* _Text_:
* * * * *

Data Capacity as a Step Toward Nonprofit Sustainability

Wednesday, February 14, 2018

Data Capacity as a Step Toward Nonprofit Sustainability

By Mike Pratt, President, Scherman Foundation and Pat Swann, Senior Program Officer, New York Community Trust

Five years ago, Change Capital Fund, a collaborative of 16 bank and foundation funders and the Mayor’s Office for Economic Opportunity, set out to support promising interventions to increase opportunity and economic mobility in the city’s persistently low-income neighborhoods and to help the community development sector to evolve a sustainable business model for the current era of scarce public resources.  

Initially, we hoped that our grantees – among the strongest community development organizations in New York City -  might find new resources to support social innovation in the growing field of social impact investing. However, we soon realized that our grantees, like many nonprofits, were not candidates for social impact investments for many reasons, most notably, because they do not have adequate internal capacity to measure impact in terms of cost savings and other public benefits. Over four years, with considerable funding and technical assistance, grantees increased their capacity to do just that, in the process becoming true learning organizations.

* * * * *

* _Data provided_:
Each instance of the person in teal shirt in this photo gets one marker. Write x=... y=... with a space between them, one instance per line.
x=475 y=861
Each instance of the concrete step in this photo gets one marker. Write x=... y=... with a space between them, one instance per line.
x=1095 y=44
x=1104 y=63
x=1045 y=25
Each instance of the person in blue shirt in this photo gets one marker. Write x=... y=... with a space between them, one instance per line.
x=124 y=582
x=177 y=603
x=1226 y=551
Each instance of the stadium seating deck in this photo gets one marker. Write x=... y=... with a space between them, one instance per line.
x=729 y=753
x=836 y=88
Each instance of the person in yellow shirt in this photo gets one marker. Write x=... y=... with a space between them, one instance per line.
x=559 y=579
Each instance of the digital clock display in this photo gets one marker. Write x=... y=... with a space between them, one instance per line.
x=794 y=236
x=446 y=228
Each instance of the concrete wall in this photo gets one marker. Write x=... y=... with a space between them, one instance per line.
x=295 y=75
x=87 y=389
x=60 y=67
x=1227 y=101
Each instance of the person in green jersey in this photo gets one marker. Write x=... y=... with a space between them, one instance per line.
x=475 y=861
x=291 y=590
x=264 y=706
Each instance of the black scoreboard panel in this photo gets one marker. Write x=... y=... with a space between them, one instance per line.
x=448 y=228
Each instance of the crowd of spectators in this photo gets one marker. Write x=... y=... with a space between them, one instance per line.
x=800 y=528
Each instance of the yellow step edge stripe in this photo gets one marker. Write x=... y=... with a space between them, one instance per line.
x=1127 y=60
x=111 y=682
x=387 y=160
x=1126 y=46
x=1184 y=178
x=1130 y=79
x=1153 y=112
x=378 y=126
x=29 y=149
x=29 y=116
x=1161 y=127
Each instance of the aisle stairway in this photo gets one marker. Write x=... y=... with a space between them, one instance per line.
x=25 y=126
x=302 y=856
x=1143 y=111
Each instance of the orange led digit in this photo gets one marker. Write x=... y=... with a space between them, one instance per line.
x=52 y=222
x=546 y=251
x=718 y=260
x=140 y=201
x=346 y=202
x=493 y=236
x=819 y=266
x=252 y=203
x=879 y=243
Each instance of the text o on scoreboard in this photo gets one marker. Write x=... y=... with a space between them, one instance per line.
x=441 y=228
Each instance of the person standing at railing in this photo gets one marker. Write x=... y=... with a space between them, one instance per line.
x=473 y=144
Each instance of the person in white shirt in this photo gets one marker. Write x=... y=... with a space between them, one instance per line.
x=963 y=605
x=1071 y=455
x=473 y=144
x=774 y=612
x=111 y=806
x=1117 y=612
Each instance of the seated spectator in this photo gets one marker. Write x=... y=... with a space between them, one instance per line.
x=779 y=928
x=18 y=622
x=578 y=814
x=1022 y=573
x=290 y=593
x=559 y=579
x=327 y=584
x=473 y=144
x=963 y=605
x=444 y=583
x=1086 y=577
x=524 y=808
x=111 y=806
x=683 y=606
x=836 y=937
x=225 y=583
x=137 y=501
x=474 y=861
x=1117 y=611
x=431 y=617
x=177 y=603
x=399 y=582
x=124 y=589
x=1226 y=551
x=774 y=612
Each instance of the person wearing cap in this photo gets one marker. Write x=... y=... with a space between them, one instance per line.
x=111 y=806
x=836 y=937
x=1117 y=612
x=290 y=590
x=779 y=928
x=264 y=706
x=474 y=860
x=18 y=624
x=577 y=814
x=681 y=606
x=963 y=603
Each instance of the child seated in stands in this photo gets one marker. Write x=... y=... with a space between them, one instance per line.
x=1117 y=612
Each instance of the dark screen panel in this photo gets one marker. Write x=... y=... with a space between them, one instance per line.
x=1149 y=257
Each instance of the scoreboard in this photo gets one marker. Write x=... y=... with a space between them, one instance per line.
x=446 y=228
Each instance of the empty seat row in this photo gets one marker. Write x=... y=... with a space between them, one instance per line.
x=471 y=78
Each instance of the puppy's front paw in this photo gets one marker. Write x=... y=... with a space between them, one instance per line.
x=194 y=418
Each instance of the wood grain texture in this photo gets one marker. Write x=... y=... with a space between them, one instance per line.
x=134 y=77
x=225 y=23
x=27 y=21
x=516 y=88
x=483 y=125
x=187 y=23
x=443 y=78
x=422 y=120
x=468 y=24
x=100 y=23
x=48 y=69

* * * * *

* _Goal A_:
Write out the records word for word, from their first line up to and including the line with "x=1143 y=111".
* _Goal B_:
Write what comes next in the article on nonprofit data capacity, beginning right after its final sentence.
The article and the records are unrelated pieces of material.

* _Written answer A_:
Each instance of the person in teal shirt in this photo gets one marker. Write x=... y=... with a space between them, one instance per line.
x=475 y=861
Each instance of the concrete step in this photo gets one marker. Write x=... y=... with a space between them, one instance per line.
x=1095 y=44
x=1104 y=63
x=1045 y=25
Each instance of the person in blue shirt in this photo gets one marker. Write x=... y=... with a space between them, one instance per line.
x=124 y=582
x=177 y=603
x=1226 y=551
Each instance of the stadium seating deck in this photo gets one marker. Write x=... y=... with a space between them, one instance per line.
x=729 y=753
x=836 y=88
Each instance of the person in yellow shirt in this photo gets one marker. Write x=... y=... with a space between them, one instance per line.
x=559 y=579
Each instance of the digital clock display in this photo gets one marker. Write x=... y=... with a space between them, one instance per line.
x=794 y=236
x=446 y=228
Each instance of the concrete wall in this photo gets one marker. Write x=... y=... with a space between them, one instance per line.
x=295 y=75
x=87 y=389
x=60 y=67
x=1227 y=101
Each instance of the person in green jersey in this photo gets one marker. Write x=... y=... with a space between them, one instance per line.
x=475 y=861
x=291 y=590
x=264 y=706
Each instance of the black scoreboard panel in this photo gets one marker. Write x=... y=... with a space between them, one instance per line.
x=448 y=228
Each instance of the crowd of spectators in this photo gets one marker. Write x=... y=... with a space between them, one instance per line.
x=800 y=528
Each instance of the yellow step edge stripe in this photo gets one marker. Write x=... y=... with a space between them, one instance per line.
x=1127 y=60
x=111 y=682
x=387 y=160
x=1126 y=46
x=1184 y=178
x=1130 y=79
x=1153 y=112
x=378 y=126
x=29 y=149
x=29 y=116
x=1161 y=127
Each instance of the aisle stairway in this photo gets one marker. Write x=... y=... with a space between them, one instance per line.
x=25 y=126
x=302 y=856
x=1143 y=111

* _Written answer B_:
CCF grantees created tracking systems to enable them to track individuals across funding streams and over time. Typically, our grantees, like most services organizations, report out to funders on multiple databases for siloed programming and funding. This means that front-line staff often enter data for the same person multiple times. Developing their own tracking systems led to increased learning, increased innovation and more time for staff to interact with clients, rather than conduct redundant data entry.  

For example, Fifth Avenue Committee built a Salesforce data-hub to collaborate with their three partners working to increase employment in public housing. Through data analysis, they learned that program recruits were not getting into their partner BWI’s excellent sectoral job training programs because their TABE math scores were just shy of the threshold score. By creating a remedial program, at a cost of less than $200 per person, far more participants are accessing this step to a career.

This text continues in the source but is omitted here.